Write out the listing word for word, starting at the line that contains "shaped like <point>214,116</point>." and ending at the final line of the listing.

# start of Record extracts

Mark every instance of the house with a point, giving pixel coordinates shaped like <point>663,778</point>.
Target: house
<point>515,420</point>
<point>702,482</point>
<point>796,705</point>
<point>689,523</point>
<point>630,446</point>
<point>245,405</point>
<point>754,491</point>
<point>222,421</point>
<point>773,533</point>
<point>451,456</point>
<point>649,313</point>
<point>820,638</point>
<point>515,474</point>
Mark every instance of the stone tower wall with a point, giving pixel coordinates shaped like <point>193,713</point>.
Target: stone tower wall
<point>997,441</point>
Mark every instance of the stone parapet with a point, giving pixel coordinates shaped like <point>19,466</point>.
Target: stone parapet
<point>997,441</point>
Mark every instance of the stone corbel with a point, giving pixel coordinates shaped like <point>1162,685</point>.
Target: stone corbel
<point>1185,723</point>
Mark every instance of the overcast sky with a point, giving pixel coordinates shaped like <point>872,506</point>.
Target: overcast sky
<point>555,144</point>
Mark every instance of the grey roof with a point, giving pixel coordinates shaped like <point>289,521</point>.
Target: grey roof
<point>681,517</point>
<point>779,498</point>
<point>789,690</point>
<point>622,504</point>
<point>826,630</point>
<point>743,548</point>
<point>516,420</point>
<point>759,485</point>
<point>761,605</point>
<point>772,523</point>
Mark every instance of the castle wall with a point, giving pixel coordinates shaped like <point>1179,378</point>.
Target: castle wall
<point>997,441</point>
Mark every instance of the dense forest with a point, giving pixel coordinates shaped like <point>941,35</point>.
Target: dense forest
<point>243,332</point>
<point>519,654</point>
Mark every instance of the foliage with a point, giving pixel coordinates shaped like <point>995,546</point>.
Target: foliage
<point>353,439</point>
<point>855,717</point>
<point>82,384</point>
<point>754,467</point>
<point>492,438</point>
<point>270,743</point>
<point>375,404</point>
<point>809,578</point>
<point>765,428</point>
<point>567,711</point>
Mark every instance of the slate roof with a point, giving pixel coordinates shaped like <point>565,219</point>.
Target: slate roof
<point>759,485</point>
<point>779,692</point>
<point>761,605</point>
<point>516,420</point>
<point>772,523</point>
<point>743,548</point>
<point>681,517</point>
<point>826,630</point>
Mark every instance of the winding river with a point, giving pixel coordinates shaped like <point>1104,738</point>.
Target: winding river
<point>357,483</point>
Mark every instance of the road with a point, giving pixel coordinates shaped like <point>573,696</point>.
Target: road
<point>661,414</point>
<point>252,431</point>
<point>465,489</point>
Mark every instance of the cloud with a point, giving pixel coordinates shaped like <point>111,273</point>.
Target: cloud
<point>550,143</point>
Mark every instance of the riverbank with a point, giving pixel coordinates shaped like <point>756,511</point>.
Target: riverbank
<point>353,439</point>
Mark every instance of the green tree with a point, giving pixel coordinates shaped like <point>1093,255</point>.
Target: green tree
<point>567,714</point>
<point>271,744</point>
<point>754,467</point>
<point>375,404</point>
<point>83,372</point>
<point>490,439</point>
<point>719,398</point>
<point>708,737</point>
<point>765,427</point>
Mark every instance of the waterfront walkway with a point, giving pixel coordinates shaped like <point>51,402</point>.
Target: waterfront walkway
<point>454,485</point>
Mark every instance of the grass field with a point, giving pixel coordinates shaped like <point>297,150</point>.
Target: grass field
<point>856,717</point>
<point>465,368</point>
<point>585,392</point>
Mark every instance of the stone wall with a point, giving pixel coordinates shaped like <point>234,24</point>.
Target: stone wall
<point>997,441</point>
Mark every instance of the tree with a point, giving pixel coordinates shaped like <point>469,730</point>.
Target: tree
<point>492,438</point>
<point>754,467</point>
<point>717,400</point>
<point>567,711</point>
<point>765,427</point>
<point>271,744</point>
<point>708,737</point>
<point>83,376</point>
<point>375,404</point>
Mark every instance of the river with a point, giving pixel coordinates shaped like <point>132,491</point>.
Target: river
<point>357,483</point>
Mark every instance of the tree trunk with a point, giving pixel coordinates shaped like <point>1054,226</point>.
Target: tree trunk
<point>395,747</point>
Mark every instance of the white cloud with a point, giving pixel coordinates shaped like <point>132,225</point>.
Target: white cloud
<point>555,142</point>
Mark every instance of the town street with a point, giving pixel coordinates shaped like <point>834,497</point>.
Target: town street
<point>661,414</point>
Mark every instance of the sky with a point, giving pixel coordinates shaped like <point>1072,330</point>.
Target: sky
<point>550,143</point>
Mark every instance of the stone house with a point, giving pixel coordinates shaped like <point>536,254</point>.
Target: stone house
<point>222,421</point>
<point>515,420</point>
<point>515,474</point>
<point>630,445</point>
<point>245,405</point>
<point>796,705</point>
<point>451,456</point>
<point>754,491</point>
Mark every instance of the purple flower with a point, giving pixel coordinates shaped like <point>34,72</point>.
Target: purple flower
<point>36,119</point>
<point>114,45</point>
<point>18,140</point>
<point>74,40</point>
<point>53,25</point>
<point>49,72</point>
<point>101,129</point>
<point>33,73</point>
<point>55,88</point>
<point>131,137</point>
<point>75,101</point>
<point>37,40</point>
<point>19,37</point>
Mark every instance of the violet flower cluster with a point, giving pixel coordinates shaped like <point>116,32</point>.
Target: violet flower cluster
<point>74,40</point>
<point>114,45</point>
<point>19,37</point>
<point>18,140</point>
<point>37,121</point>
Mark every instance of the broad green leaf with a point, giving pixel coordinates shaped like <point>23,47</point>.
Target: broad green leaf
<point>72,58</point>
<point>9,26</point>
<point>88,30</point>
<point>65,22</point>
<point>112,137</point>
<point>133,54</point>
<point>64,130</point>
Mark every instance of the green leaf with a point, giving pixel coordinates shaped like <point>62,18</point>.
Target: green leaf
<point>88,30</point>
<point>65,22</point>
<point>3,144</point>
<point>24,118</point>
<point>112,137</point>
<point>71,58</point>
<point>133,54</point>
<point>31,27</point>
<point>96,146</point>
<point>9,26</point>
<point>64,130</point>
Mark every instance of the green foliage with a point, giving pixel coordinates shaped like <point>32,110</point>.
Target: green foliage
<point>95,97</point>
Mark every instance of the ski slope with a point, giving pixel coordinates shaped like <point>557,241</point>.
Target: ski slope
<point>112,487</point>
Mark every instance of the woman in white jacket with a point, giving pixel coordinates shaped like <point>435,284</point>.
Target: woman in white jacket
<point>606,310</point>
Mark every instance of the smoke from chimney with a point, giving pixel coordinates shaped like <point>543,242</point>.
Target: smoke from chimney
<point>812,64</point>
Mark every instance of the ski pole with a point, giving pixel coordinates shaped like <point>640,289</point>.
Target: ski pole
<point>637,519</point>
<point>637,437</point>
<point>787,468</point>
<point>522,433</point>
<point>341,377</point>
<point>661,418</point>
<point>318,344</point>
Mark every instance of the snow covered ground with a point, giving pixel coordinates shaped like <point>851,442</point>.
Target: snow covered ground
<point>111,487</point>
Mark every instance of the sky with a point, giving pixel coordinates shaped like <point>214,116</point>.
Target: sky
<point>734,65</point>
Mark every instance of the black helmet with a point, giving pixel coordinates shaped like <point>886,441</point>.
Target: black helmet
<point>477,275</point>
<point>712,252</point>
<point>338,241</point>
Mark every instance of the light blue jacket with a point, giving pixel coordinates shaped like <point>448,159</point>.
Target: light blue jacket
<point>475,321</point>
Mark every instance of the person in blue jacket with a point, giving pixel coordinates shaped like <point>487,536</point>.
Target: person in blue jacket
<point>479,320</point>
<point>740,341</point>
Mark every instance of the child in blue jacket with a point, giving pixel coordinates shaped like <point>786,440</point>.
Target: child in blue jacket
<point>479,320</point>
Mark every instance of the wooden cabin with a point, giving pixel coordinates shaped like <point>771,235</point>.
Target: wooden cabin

# end of Record extracts

Output for this exercise:
Mark every instance of the sky with a point, giving pixel coordinates shaped like <point>214,116</point>.
Target: sky
<point>734,65</point>
Mark every instance of the black helmet with a point, giving pixel coordinates shaped like <point>886,441</point>.
Target: black helmet
<point>477,275</point>
<point>712,252</point>
<point>338,241</point>
Mark every instance of the light blue jacket with a point, giving pixel coordinates shaped like <point>448,159</point>.
Target: light blue jacket
<point>475,321</point>
Mark every instance of the person in blue jacket with a point, giving pixel coordinates shaped like <point>487,536</point>.
Target: person in blue jacket
<point>479,320</point>
<point>740,341</point>
Mark every instance of the child in blue jacket with a point, giving pixel coordinates shaped like <point>786,440</point>.
Target: child in blue jacket
<point>479,320</point>
Mark every instance of the wooden cabin with a point, giving pixel coordinates shaped like <point>771,235</point>.
Target: wooden cabin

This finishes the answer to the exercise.